Condense the paragraph in the boxing article that opens "Broome boxer Baden Trunfio is heading to Germany" into a short bulleted list of its main facts.
:: PROVIDED PASSAGE
Broome boxer Baden Trunfio earns Aussie call-up for international showdown
Broome boxer Baden Trunfio earns Aussie call-up for international showdown

West Australian

time12-06-2025

  • Sport
  • West Australian

Broome boxer Baden Trunfio earns Aussie call-up for international showdown

Broome boxer Baden Trunfio is heading to Germany after earning a coveted spot on Australia's national team for the International Brandenburg Cup in July. Representing Broome Boxing Club and now the nation, Trunfio will take on top youth boxers from around the world in a six-day tournament that promises fierce competition and global exposure. Before the bell rings in Germany, the 17-year-old heavyweight will train at the Australian Institute of Sport in Canberra, followed by a pre-competition camp in Frankfurt. It's a rare opportunity to prepare alongside the country's best, under elite coaches in world-class facilities. 'This is a huge honour,' Trunfio said. 'I've put in the work, and now I get to represent both Broome and Australia. I couldn't be more excited.' His call-up is the latest milestone in a career that has seen him rise through the national boxing ranks with speed and power. In 2024 alone, he claimed gold at the Australian Club Championships, silver at the Golden Gloves, and was named the rising sports star of the year by the Shire of Broome. His 2025 campaign has been equally impressive, kicking off with a TKO win in Adelaide and another victory over an elite open-class opponent in Fremantle. These performances earned him selection for the WA Futures Squad, paving the way to national honours. Broome Boxing Club celebrated the news with pride, calling the selection a 'remarkable opportunity', and praising Trunfio's humility, discipline, and relentless work ethic. 'We are incredibly proud of Baden's achievement and can't wait to see him compete on the world stage,' the club said in a statement. With gloves on, Trunfio has Broome in his corner, including sponsors Broomecrete, Kelly Air Conditioning & Refrigeration, McKeno Blocks & Pavers, Parallel Electrical Service, Broome Builders, and Buckleys Earthmoving and Paving.
::::
:: DATA SECTION
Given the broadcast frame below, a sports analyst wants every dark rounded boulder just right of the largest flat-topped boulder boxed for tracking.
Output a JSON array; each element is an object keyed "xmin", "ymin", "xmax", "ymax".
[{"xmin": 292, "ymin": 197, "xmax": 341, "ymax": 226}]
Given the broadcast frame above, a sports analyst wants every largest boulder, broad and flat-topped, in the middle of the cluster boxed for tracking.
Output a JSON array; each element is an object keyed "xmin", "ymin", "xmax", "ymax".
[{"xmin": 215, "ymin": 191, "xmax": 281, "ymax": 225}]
::::
— ANSWER TO THIS TASK —
- Baden Trunfio, a 17-year-old heavyweight from Broome Boxing Club, has been picked for Australia's national team for the International Brandenburg Cup in Germany in July, a six-day tournament against top youth boxers from around the world.
- Before the tournament he will train at the Australian Institute of Sport in Canberra, then attend a pre-competition camp in Frankfurt.
- Trunfio called the selection a huge honor and said he is excited to represent Broome and Australia.
- In 2024 he won gold at the Australian Club Championships and silver at the Golden Gloves, and the Shire of Broome named him rising sports star of the year.
- In 2025 he won by TKO in Adelaide and beat an elite open-class opponent in Fremantle, which earned him a place in the WA Futures Squad.
- Broome Boxing Club called the selection a "remarkable opportunity" and praised his humility, discipline, and work ethic.
- His sponsors are Broomecrete, Kelly Air Conditioning & Refrigeration, McKeno Blocks & Pavers, Parallel Electrical Service, Broome Builders, and Buckleys Earthmoving and Paving.